What to do >> Turn the rows into a JSON list of strings, one string per line and no blank lines. Begin at the line that has "on the green" and stop after the line that has "Target: green copper roof", including both of those lines.

Material >>

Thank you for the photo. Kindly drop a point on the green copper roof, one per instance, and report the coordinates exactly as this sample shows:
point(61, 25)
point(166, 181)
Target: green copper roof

...

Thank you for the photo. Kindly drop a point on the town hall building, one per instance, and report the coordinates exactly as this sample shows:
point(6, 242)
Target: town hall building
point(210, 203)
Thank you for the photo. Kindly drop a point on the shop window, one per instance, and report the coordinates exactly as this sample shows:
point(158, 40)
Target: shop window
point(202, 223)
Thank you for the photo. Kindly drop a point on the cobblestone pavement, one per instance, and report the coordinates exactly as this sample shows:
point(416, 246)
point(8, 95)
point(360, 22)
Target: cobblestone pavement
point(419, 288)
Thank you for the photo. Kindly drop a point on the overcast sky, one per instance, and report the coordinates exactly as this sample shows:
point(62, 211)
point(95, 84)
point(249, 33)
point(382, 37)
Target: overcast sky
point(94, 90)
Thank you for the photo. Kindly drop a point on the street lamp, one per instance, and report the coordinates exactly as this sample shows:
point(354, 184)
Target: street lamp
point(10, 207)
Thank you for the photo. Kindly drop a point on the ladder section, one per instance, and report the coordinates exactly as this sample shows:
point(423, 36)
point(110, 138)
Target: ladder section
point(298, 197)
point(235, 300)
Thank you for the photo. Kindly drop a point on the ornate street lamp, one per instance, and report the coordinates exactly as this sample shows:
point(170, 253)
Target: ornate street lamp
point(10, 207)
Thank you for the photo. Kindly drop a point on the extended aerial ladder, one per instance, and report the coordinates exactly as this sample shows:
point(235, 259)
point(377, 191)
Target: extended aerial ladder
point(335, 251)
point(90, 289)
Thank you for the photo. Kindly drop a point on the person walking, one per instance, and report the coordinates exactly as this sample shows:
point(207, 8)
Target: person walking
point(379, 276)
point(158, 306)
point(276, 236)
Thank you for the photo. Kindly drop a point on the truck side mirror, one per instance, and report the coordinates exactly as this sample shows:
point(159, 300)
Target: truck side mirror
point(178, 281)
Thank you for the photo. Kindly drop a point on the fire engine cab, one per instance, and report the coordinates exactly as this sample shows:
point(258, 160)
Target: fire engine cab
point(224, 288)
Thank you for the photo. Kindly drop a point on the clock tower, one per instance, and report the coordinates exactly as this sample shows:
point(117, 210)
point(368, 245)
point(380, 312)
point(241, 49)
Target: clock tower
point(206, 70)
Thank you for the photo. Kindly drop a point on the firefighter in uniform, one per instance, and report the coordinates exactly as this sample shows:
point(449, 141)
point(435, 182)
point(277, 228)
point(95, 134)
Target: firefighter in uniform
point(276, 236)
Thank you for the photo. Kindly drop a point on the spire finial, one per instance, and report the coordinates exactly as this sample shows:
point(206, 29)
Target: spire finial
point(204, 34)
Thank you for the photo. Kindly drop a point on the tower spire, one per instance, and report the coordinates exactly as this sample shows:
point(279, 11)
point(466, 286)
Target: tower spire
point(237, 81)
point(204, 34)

Response to the exercise >>
[
  "Thank you for the photo. Kindly drop a point on the green copper roof, one per instance, and report the coordinates exactly as this sample shows:",
  "point(61, 25)",
  "point(166, 181)",
  "Target: green copper roof"
]